REQUIREMENT: Below are the records; give the number of lines in them that include the word "lane", and nothing more.

ENTRIES PROVIDED:
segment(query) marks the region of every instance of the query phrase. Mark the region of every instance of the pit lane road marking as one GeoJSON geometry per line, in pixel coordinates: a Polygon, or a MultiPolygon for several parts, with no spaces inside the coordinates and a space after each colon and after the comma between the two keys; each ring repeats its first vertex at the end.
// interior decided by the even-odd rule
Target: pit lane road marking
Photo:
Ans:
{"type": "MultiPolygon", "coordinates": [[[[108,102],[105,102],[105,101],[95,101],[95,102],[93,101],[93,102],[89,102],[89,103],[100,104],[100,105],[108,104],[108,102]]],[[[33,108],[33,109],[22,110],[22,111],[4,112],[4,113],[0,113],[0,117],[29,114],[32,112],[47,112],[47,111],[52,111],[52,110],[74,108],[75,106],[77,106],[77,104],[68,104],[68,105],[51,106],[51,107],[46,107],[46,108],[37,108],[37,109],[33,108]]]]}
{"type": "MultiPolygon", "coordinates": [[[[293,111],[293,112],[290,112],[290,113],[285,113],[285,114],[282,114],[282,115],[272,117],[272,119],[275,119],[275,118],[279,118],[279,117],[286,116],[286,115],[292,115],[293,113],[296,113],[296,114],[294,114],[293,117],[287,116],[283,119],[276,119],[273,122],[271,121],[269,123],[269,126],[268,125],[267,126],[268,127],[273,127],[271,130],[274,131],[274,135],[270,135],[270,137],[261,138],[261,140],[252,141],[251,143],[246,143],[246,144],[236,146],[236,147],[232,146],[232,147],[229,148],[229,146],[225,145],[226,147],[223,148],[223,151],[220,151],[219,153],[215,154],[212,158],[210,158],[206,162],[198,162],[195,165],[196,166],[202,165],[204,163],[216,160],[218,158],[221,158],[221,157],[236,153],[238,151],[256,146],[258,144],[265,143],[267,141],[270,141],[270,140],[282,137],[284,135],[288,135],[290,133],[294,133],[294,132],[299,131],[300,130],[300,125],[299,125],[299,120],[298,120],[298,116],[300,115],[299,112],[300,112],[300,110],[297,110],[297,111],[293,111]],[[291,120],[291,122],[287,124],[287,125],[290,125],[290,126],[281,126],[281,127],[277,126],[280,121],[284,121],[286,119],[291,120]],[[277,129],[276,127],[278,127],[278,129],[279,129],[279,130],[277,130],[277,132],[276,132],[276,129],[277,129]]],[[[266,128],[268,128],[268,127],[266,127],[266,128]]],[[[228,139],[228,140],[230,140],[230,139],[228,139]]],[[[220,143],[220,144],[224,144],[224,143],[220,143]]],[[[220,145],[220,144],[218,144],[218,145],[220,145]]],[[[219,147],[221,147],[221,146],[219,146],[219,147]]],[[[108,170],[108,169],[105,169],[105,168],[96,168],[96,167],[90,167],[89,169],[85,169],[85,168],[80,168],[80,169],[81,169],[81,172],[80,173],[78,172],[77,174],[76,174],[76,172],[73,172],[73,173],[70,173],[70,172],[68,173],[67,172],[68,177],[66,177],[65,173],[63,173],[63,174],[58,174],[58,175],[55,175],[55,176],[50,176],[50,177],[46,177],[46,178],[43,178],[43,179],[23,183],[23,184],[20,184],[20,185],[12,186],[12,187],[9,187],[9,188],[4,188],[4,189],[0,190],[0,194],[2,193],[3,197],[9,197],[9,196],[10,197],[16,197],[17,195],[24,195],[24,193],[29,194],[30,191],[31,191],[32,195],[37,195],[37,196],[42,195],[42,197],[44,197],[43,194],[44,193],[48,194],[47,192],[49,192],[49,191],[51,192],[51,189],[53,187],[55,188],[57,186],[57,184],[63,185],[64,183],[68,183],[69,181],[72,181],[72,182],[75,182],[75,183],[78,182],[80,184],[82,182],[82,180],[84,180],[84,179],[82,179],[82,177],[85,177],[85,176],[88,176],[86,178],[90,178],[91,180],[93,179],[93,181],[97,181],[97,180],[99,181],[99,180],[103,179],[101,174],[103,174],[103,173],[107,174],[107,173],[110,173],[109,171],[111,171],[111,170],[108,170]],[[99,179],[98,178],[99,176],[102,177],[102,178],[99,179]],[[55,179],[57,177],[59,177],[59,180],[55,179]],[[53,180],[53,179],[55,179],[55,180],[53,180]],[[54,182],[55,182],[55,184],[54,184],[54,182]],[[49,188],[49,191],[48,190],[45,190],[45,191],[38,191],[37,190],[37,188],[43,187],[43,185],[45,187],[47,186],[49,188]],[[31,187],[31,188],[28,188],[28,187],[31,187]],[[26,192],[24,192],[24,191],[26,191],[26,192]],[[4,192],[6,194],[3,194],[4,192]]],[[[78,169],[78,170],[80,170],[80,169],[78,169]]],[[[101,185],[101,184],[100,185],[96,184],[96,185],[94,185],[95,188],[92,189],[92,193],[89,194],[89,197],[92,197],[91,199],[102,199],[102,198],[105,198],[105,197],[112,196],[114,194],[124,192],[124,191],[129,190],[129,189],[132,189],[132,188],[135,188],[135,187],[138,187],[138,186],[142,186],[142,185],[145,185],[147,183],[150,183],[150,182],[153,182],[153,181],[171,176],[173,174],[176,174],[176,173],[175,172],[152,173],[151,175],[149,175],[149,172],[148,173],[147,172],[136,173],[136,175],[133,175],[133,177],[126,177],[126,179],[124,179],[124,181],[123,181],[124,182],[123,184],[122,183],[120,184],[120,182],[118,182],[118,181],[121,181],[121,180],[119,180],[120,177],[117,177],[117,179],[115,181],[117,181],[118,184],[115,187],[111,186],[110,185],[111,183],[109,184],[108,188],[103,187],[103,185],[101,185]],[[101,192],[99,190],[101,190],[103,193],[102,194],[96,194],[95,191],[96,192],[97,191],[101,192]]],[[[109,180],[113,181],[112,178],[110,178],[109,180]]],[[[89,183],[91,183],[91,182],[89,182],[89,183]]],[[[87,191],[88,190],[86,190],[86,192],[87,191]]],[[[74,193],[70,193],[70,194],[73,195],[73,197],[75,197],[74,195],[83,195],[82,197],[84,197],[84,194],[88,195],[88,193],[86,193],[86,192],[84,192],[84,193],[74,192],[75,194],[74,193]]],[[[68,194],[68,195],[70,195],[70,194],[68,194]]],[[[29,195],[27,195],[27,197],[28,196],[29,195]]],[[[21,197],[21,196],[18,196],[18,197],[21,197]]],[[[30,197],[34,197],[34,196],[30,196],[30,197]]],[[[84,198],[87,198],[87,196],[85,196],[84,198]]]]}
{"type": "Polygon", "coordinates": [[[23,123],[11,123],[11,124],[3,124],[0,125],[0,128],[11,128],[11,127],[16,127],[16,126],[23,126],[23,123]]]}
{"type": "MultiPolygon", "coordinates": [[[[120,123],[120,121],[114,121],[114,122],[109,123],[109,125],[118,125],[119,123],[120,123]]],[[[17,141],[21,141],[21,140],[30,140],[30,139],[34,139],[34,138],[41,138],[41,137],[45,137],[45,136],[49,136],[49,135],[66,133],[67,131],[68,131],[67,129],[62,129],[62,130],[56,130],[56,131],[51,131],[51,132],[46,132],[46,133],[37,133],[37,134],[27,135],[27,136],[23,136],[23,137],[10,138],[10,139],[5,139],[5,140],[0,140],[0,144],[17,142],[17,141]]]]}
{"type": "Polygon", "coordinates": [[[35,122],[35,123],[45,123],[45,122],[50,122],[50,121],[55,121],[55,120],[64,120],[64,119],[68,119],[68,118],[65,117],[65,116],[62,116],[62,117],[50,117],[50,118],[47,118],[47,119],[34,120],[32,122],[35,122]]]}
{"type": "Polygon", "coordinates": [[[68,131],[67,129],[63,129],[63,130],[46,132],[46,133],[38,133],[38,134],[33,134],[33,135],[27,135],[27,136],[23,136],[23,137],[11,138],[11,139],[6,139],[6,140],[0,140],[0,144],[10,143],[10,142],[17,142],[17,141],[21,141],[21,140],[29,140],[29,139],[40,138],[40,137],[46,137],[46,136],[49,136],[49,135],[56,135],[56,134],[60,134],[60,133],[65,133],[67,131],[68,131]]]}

PROBLEM SOLUTION: 2